GIVEN TASK 1 ::
Extract every line of the records below that contains the word "black", matching case exactly.

SOURCE EXCERPT ::
((

Critique my email to corporate HR about my boss's boss

I’m going to reach out again for advice from random internet strangers. :wink:

Background for those who stay out of the Pit, with its naughty naughty words:
My boss’s boss has brought into our office a plug-in scent warmer thingie. (Brand name: Scentsy, but I’m not linking to their business.) Damn thing gives me a low-level headache under the best of circumstances, exacerbates my, um, smoker’s cough, and just generally smells like Satan’s asshole if he’s been eating a lot of fruit. (She seems partial to food-based scents.) I’ve nicely told her that it gives me a headache, but she doesn’t give a rat’s ass. She has the emotional maturity of a 3-year-old but is in upper management. Why? Why are Dilbert strips so popular? (Anyone needing more info is welcome to search for the word “grandboss” and my username. You’ll find plenty of stories!)

One particular scent proved so horrific that even other people (I seem to be more sensitive than some) said something about it … touching off a toddler-worthy temper tantrum, because this woman is so messed up in the head that she saw that as a rejection of her pretty little painted toy and therefore, a rejection of her personally, and omg I simply do not want to say something to her directly ever again. It’s sad, but doing that could jeapordize my job, even though I don’t think it’s a fireable offence. :rolleyes:

My direct boss is highly sympathetic but mostly works off-site so she’s been little help. In fact, I think her attemps to help set off the above tantrum, because grandboss perceived it as one more voice in the chorus saying “we don’t like [del]your scentsy[/del] you.”

That said, I can’t just keep on like this. It’s cool and all to have a job with health benefits but the constant headache is starting to negate that. So, I want to send a quiet note to HR that reads thus:
Hello,

Does [company] have any policies or regulations regarding employees having or using strongly scented items in the building, such as heavy perfumes or reed diffusers?

))

AVAILABLE RECORDS ::
((

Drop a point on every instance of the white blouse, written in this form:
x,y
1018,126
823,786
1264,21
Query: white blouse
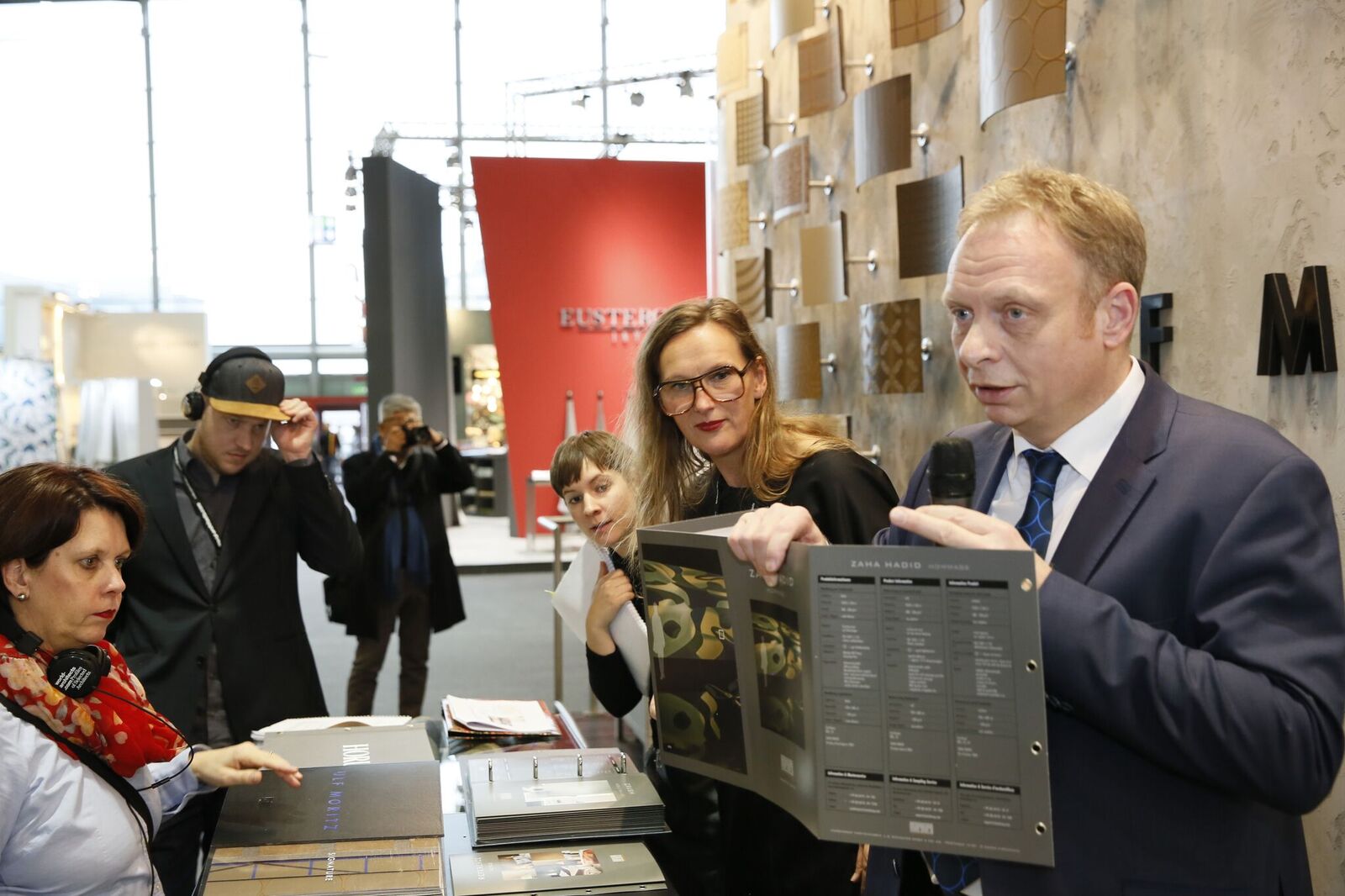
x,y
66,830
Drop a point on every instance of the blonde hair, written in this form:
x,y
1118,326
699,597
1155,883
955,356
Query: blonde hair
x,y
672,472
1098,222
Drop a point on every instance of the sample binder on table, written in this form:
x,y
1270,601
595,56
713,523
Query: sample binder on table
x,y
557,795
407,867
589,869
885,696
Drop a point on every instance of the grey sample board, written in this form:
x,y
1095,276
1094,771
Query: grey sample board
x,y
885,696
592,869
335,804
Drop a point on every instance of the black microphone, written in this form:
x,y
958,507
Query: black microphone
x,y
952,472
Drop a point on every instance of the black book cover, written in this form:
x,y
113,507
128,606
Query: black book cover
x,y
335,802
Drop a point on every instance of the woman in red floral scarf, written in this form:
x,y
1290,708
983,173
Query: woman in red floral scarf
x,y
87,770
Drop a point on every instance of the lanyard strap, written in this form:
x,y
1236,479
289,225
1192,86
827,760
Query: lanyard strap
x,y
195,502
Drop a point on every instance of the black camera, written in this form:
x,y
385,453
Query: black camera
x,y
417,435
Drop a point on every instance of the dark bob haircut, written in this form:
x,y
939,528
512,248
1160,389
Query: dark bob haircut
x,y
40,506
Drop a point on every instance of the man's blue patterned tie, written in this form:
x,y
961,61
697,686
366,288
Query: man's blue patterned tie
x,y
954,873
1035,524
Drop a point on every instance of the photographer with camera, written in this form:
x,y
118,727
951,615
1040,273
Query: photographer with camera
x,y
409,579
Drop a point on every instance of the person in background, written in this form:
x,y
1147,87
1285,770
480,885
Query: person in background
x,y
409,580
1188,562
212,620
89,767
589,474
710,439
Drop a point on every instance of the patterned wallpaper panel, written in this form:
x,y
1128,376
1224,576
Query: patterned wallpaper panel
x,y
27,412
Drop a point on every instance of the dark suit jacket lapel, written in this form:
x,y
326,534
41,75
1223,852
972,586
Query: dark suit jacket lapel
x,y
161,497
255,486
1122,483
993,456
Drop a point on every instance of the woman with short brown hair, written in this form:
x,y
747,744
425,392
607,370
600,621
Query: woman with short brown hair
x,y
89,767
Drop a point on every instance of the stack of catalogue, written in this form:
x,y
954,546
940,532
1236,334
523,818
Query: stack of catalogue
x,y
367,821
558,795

))

GIVEN TASK 2 ::
Please carry on the post about the scent warmer in the office from the point where it stops.

TASK OUTPUT 1 ::
Drop a point on every instance of the black microphone, written in this form:
Query: black microphone
Drop a point on every instance of the black book cover, written in this form:
Query: black book cover
Drop a point on every instance of the black camera, written in this form:
Query: black camera

TASK OUTPUT 2 ::
Also, are there any for items that generate heat, such as space heaters, incense burners, or plug-in scent warmers?

Thank you so much for your time.

  • purplehorseshoe

It really is a request for information on my part, because I looked in the employee handbook and didn’t see anything about this specifically. However, I’m worried about this somehow exploding on me in some unforseen fashion. So, can any of you predict a worst-case outcome from me sending this to the HR inbox? Likely outcome? (This being the Dope, bonus points if it involves Hitler and/or dead babies.)

Am I being clever by “burying” the real object of my concern among a few others? (No one burns friggin’ *incense *in the office, ferchrissakes.) My thought was that if this triggered a company-wide “Hey, everyone, here’s a general reminder about some rules,” that it would be less likely to look like I or someone on my team asked. If she got wind of that, it would likely provoke another tantrum, and I’m tired of living in fear for my job.

Any advice or related anecdotes are welcome. (OK, one exception: I already know I need to look for a new job…)

Thanks in advance, Dopers.

  • purplehasaheadache

I can see it quite clearly.

Dumbbitchuberboss stomps up to your desk, printed email in hand…

I SEE SOMEONE CONTACTED HR ABOUT MY SCENT WARMER!!!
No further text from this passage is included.